Raw data:
= = = = = = =
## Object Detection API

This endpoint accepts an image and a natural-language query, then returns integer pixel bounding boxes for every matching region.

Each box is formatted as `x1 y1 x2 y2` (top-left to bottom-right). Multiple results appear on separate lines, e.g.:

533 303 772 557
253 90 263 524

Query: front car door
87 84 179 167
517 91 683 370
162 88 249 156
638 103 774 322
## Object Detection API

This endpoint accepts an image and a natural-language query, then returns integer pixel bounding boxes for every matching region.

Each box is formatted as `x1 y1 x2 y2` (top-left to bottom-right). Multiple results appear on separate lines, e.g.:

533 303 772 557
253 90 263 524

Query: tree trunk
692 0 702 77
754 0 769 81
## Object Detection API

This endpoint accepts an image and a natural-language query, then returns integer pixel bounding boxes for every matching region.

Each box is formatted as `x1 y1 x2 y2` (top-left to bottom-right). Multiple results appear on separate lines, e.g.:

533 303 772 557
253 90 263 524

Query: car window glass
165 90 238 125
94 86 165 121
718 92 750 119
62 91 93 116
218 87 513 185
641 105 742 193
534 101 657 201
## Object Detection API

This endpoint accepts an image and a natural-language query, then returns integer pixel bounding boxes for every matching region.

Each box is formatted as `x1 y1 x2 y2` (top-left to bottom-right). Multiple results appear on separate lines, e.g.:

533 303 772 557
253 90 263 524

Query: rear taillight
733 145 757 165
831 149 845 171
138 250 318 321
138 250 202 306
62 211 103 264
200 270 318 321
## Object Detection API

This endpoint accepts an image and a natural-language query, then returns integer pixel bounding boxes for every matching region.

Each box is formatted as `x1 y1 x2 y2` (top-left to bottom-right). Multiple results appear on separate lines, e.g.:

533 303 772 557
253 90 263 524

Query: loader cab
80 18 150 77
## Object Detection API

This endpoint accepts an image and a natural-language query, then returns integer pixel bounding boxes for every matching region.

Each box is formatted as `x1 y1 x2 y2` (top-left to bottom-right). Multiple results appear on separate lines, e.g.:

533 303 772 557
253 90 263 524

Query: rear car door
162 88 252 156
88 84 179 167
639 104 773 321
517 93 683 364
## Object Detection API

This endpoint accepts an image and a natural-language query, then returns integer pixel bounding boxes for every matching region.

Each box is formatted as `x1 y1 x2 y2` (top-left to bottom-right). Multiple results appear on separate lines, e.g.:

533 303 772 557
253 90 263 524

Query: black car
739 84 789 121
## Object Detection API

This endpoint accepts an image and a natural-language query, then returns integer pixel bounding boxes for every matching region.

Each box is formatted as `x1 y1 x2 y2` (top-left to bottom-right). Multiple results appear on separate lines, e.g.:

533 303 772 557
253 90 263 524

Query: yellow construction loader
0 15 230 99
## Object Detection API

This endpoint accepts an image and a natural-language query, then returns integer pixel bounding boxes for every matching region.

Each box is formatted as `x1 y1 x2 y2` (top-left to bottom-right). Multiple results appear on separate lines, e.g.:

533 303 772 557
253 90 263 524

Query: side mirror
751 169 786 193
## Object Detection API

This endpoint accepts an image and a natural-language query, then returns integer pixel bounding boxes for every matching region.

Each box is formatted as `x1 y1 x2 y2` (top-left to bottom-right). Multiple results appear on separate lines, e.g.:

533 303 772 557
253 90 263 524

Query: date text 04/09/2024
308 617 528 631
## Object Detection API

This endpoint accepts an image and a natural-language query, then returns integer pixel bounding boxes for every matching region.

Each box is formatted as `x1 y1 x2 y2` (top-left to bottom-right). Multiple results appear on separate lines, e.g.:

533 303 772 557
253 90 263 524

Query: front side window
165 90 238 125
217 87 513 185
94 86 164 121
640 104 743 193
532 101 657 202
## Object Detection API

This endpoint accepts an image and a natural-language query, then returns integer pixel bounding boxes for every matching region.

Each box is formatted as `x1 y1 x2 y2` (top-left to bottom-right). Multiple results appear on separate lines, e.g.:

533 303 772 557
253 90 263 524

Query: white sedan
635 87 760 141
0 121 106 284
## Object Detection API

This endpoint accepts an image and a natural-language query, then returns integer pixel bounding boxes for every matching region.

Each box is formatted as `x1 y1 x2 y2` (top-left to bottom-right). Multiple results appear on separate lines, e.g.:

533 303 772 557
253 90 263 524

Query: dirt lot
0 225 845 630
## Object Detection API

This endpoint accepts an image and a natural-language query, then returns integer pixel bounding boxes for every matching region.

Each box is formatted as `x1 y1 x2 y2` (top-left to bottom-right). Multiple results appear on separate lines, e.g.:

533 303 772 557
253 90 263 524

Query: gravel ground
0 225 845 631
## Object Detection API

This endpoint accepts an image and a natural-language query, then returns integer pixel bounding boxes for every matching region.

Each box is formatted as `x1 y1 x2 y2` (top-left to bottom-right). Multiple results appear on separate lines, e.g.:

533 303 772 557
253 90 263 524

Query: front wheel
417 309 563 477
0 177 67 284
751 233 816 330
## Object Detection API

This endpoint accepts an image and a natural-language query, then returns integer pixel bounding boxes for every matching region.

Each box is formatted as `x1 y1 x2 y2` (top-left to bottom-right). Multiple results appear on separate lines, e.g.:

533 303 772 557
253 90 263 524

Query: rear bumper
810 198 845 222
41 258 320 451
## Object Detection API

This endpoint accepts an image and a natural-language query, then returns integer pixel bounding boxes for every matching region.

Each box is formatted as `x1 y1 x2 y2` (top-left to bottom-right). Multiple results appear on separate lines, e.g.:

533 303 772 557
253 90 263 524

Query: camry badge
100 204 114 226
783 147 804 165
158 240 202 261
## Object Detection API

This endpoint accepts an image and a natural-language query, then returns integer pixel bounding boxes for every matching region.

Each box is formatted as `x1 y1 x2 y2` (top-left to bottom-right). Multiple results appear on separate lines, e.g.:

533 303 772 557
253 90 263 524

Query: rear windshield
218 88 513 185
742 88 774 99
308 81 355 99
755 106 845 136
= = = = = = =
Required task: How many lines in the data above contain the string "loader", counting only case-exact matches? Reply with the number alone.

Exercise answer: 2